**WHAT YOU HAVE TO DO:**
In the material below, repeat only the lines from the one that holds "Study the picture above. For each instance of the crochet" through the final line, exactly as they stand.

**GIVEN ENTRIES:**
--------

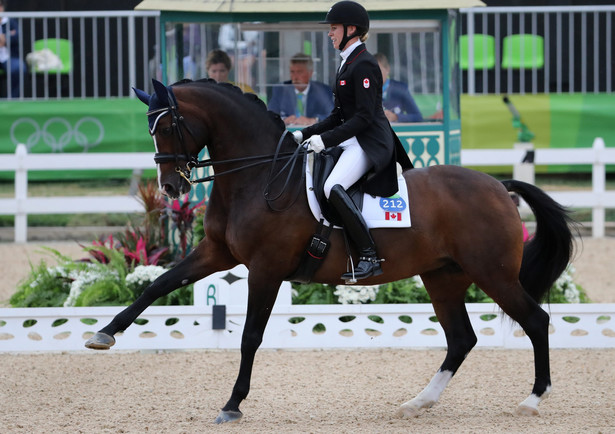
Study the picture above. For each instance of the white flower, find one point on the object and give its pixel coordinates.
(84, 278)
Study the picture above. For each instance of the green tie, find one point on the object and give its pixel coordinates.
(299, 111)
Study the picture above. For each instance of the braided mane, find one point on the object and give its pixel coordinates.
(252, 98)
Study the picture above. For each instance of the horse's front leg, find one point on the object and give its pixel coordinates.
(261, 299)
(201, 262)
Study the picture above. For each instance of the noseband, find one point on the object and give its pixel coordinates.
(178, 124)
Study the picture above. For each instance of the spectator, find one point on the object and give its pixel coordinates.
(10, 63)
(218, 65)
(306, 101)
(399, 106)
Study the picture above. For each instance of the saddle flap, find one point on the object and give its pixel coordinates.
(324, 162)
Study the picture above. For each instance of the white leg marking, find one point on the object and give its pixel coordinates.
(428, 396)
(529, 407)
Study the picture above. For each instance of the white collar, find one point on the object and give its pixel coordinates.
(304, 90)
(349, 50)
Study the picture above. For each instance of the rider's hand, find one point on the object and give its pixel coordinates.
(298, 136)
(314, 143)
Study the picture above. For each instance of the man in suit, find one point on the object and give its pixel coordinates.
(301, 100)
(399, 106)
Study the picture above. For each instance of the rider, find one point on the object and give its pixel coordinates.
(359, 126)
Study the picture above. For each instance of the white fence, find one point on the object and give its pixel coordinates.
(22, 205)
(292, 326)
(598, 156)
(598, 199)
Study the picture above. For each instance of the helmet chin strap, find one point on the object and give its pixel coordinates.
(345, 39)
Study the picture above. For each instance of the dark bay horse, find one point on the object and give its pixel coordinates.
(465, 228)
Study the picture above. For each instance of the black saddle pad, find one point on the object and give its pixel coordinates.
(323, 165)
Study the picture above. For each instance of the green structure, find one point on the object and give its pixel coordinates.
(420, 38)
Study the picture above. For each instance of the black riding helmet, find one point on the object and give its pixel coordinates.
(348, 13)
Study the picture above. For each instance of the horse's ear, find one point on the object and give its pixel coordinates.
(161, 92)
(143, 96)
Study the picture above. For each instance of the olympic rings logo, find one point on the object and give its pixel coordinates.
(58, 132)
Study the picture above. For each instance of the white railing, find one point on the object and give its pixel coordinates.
(598, 199)
(598, 156)
(292, 326)
(21, 205)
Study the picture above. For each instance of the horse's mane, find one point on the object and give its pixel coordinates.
(252, 98)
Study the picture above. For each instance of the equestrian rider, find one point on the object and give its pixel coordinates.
(359, 126)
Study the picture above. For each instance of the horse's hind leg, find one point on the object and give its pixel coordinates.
(447, 291)
(517, 304)
(202, 261)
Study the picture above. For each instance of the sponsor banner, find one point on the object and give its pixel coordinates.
(81, 125)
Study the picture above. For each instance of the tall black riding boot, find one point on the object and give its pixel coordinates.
(369, 264)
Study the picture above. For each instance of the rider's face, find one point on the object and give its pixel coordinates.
(336, 33)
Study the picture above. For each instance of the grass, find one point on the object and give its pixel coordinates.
(90, 187)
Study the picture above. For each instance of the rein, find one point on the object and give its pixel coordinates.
(192, 161)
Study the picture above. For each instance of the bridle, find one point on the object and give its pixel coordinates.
(181, 153)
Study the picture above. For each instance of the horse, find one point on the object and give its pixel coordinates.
(465, 228)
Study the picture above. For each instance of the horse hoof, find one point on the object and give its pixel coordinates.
(407, 412)
(228, 416)
(100, 341)
(524, 410)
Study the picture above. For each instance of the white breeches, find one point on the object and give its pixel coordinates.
(351, 166)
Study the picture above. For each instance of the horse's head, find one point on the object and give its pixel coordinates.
(176, 149)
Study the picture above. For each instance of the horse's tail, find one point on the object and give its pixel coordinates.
(548, 253)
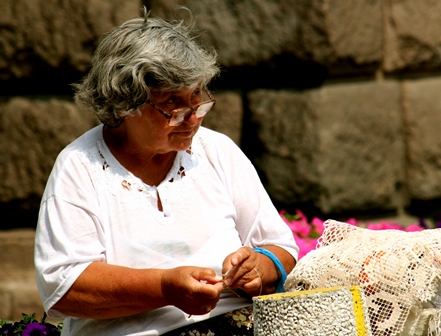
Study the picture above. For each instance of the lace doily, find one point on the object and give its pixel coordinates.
(399, 271)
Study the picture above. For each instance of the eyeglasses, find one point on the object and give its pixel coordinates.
(177, 116)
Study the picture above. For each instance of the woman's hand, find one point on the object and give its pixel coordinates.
(194, 290)
(253, 272)
(243, 269)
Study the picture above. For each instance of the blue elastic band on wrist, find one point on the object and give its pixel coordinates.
(278, 265)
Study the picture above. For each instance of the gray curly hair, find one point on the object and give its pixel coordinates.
(140, 55)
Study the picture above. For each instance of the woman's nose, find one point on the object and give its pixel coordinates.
(191, 118)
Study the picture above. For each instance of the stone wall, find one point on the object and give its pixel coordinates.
(335, 102)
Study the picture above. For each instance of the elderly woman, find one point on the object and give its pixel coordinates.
(151, 224)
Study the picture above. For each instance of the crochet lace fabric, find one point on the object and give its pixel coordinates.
(399, 271)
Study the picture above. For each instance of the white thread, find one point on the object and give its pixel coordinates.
(258, 274)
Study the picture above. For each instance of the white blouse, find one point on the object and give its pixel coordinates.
(93, 209)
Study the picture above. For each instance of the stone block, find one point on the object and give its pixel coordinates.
(422, 122)
(253, 31)
(226, 116)
(361, 151)
(50, 34)
(338, 146)
(285, 126)
(412, 36)
(243, 32)
(17, 255)
(32, 133)
(346, 36)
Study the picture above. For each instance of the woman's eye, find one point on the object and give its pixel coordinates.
(171, 100)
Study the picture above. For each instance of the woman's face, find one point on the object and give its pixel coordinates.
(150, 130)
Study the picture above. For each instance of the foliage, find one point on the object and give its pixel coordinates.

--------

**OUTPUT FOR THIS EXERCISE:**
Study the picture above. For each instance of the crochet lace fabric, find one point on the object and give its pixel coordinates.
(399, 271)
Study the picture above. For each instance of the white thread, find one point on the object and give its pixel coordinates.
(258, 274)
Study the picture above. For each instance of the white blouse, find one point on the object and give its pixel coordinates.
(93, 209)
Study the picture above. For each instance of the stone block, find one point on the object and give its pixel coordinates.
(422, 122)
(253, 31)
(226, 116)
(361, 151)
(50, 34)
(338, 146)
(285, 126)
(412, 36)
(243, 32)
(17, 255)
(32, 133)
(346, 36)
Study the picture above. For each instance of the woman's eye, find one point on the object and give its pixel coordinates.
(171, 100)
Study the picture above. For each instance of the woman's face, find one point on the object and give its pixel coordinates.
(150, 130)
Study the picture above. For each instance of the foliage, find one point on the object and give its pixel coordinates.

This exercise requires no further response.